Entries taken from a collection:
------------------------------------------------------------------------

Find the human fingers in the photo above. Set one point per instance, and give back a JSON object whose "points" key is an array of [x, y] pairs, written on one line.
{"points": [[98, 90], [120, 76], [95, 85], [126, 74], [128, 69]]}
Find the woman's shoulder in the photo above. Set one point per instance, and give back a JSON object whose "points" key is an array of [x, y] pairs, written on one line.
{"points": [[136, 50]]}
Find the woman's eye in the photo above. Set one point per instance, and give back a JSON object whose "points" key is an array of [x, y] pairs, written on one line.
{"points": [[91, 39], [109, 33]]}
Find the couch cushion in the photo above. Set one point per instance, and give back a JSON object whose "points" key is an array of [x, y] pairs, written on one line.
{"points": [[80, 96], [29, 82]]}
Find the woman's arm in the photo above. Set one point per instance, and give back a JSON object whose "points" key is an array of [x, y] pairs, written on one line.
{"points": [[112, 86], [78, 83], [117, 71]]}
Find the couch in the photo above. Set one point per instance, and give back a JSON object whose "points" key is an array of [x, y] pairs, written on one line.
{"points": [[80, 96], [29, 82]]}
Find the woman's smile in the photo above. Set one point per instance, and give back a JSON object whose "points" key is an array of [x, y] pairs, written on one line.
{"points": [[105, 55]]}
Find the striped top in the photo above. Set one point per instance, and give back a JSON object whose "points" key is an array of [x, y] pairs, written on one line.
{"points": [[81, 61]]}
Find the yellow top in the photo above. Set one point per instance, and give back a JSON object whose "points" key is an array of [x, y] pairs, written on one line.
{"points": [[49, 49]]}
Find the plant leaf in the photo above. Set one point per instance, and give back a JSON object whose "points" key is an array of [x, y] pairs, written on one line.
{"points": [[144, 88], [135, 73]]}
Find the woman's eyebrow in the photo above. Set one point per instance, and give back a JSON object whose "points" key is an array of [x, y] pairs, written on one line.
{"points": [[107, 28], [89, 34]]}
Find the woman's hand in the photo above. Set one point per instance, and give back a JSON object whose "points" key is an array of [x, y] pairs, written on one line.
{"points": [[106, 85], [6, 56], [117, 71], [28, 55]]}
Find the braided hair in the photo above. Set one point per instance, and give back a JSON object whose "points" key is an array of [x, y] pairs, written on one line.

------------------------------------------------------------------------

Problem description:
Only the data above, repeated exactly, should make up the reply.

Task answer:
Find the human fingers in the photo above. Set one point per instance, and give back a JSON object whose "points" key is an array of [x, y] pairs, written on one line.
{"points": [[98, 90], [120, 76], [95, 85], [126, 74], [128, 69]]}
Find the woman's shoulder in the photo above. Set one point per instance, and give back a JSON object whose "points" key is an array of [x, y] pairs, written on one line.
{"points": [[136, 50]]}
Find the woman's eye in the photo above. Set one point per instance, and give back a JSON object whose "points" key is an array of [x, y] pairs, written on one line.
{"points": [[91, 39], [109, 33]]}
Find the couch cushion in the photo above. Set one point per instance, and give back a JSON object whose "points" key is an array of [x, y] pairs, written on one line.
{"points": [[80, 96], [29, 82]]}
Find the woman's arm in the photo above. Set one point per instance, and give back a JSON object whose "points" key is an array of [x, y] pairs, written on one line.
{"points": [[112, 86], [78, 83], [117, 71]]}
Find the couch in the photo above. Set one point per instance, and give back a JSON object whose "points" key is an array of [x, y] pairs, written on one line.
{"points": [[80, 96], [29, 82]]}
Find the woman's smile in the photo above. Set one point per instance, and give back a JSON object whose "points" key is an array of [x, y] pairs, written on one line.
{"points": [[105, 55]]}
Find the striped top in the photo above. Set one point per instance, and give back a JSON object whose "points" key is an array of [x, y] pairs, written on one line.
{"points": [[81, 61]]}
Find the yellow top in the photo above. Set one point per instance, and give back a JSON object whose "points" key is an array of [x, y] pairs, written on one line.
{"points": [[49, 49]]}
Find the plant leaf in the photo above. Set one point per instance, and give back a JSON object whose "points" key is an array of [x, y] pairs, written on one line.
{"points": [[144, 88], [135, 73]]}
Find the woman's eyebrow in the photo above. Set one point per instance, and give back a JSON object whose "points" key is an array of [x, y] pairs, written on one line.
{"points": [[107, 28], [89, 34]]}
Find the woman's hand in the photo above. Set one point per instance, and give back a JSON object whose "points" key is an array of [x, y] pairs, written on one line.
{"points": [[106, 85], [6, 56], [117, 71], [28, 55]]}
Find the braided hair in the photo above. Set one point per instance, and give back a JSON object whose "points" key is an array of [x, y] pairs, written on one line.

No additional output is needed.